Given passage:
Strander's results sounded exciting to Dr. Jordan Gutterman, of the M.D. Anderson Hospital and Tumor Institute in Houston. He flew to Sweden to observe Strander's work, and soon became a convert. Says he: "There was no question. He was having good results." Back home, Gutterman obtained money from a private foundation to buy enough Finnish IF to try it on 38 patients with advanced breast cancer, multiple myeloma or lymphoma. Again the results were encouraging. Seven of 17 breast cancer patients had positive results, as did six of ten with myeloma and six of eleven with lymphoma.
Midway during this study, with some favorable response already obvious, Gutterman applied to the A.C.S. for money to expand the research. To support his appeal, he noted among other evidence the response of his first breast cancer patient: "She had a mass under her left arm, and couldn't raise her arm. Within 48 hours of her first injection, she could lift it." Another breast cancer victim is in remission after 15 months of interferon therapy. Gutterman also reports a wide range of sensitivity among patients, some showing improvement within 48 to 72 hours and a 50% reduction in the size of their tumors within three to four weeks after IF therapy. One patient with myeloma received interferon for three months with no apparent effect. But one month after the treatment ended, his tumor began to shrink. Presumably IF had had a delayed effect.

Data for analysis:
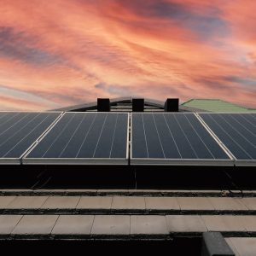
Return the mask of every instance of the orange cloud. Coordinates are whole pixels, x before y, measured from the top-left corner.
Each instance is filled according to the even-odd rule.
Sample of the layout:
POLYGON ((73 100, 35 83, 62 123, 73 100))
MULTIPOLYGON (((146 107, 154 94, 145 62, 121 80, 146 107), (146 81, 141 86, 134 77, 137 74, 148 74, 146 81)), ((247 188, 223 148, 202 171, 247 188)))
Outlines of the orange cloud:
POLYGON ((131 95, 256 107, 254 7, 251 0, 2 0, 0 105, 43 110, 131 95), (15 97, 7 100, 1 86, 15 97))

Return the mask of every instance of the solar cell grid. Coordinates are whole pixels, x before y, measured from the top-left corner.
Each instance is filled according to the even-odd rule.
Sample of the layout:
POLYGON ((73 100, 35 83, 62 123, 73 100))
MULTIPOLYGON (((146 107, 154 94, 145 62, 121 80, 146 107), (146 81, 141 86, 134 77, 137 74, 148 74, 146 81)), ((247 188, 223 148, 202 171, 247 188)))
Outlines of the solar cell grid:
POLYGON ((235 156, 236 164, 256 164, 256 113, 199 115, 235 156))
POLYGON ((24 163, 128 164, 128 113, 66 113, 24 163))
POLYGON ((132 113, 133 164, 232 164, 194 113, 132 113))
POLYGON ((20 163, 20 157, 57 119, 60 113, 0 113, 0 163, 20 163))

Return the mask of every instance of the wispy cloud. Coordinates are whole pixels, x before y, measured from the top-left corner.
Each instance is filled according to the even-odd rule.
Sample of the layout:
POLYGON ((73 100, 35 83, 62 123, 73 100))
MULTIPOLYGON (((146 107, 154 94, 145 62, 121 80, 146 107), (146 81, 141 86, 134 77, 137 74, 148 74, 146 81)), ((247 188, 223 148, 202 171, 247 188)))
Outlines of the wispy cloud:
POLYGON ((256 107, 255 9, 252 0, 1 0, 0 107, 122 96, 256 107))

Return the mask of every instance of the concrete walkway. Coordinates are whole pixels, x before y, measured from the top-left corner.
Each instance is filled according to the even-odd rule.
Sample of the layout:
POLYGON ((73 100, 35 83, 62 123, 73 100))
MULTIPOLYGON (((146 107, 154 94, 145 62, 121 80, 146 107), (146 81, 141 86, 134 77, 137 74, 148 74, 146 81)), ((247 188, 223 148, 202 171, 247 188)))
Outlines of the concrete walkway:
POLYGON ((256 216, 0 215, 0 238, 153 238, 255 236, 256 216))

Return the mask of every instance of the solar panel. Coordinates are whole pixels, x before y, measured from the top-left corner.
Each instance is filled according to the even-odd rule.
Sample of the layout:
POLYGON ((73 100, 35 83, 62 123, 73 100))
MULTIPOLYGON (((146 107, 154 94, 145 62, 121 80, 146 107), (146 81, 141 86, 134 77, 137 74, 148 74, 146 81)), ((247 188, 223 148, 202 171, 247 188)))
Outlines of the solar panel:
POLYGON ((24 164, 127 165, 128 113, 65 113, 24 164))
POLYGON ((235 156, 237 166, 256 166, 256 113, 199 113, 235 156))
POLYGON ((22 154, 60 113, 0 112, 0 163, 20 164, 22 154))
POLYGON ((232 165, 194 113, 132 113, 133 165, 232 165))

Required actions:
a – Reproduce word for word the part of the interferon passage that opens with the words containing "Midway during this" and closes with "a delayed effect.".
b – According to the interferon passage, how soon after her first injection could Gutterman's first breast cancer patient lift her arm?
c – Carry the interferon passage forward, beginning after its final sentence.

Outputs in order:
a –
Midway during this study, with some favorable response already obvious, Gutterman applied to the A.C.S. for money to expand the research. To support his appeal, he noted among other evidence the response of his first breast cancer patient: "She had a mass under her left arm, and couldn't raise her arm. Within 48 hours of her first injection, she could lift it." Another breast cancer victim is in remission after 15 months of interferon therapy. Gutterman also reports a wide range of sensitivity among patients, some showing improvement within 48 to 72 hours and a 50% reduction in the size of their tumors within three to four weeks after IF therapy. One patient with myeloma received interferon for three months with no apparent effect. But one month after the treatment ended, his tumor began to shrink. Presumably IF had had a delayed effect.

b – Within 48 hours of her first injection.

c –
Gutterman's application to the A.C.S. reached the desk of Frank Rauscher, who before becoming the society's research chief in 1976 had been director of the National Cancer Institute for five years. At the institute he had been urged repeatedly to "do something about interferon." But Rauscher, himself a virologist, had moved cautiously. He did send an NCI team to Sweden to look at Strander's IF tests with bone cancer, and the institute co-sponsored a 1975 interferon conference in Manhattan. But during his tenure, Rauscher increased the NCI commitment to interferon by a scant $1 million yearly. Says he: "Quite frankly, I dragged my feet?in part because I didn't believe the results. They could be explained by other factors. Strander's study was not rigidly controlled; it didn't have the built-in scientific safeguards." He was also worried about possibly "killing something good" only because there was not enough of it for a really fair test. "I was about the most negative person in the country about interferon."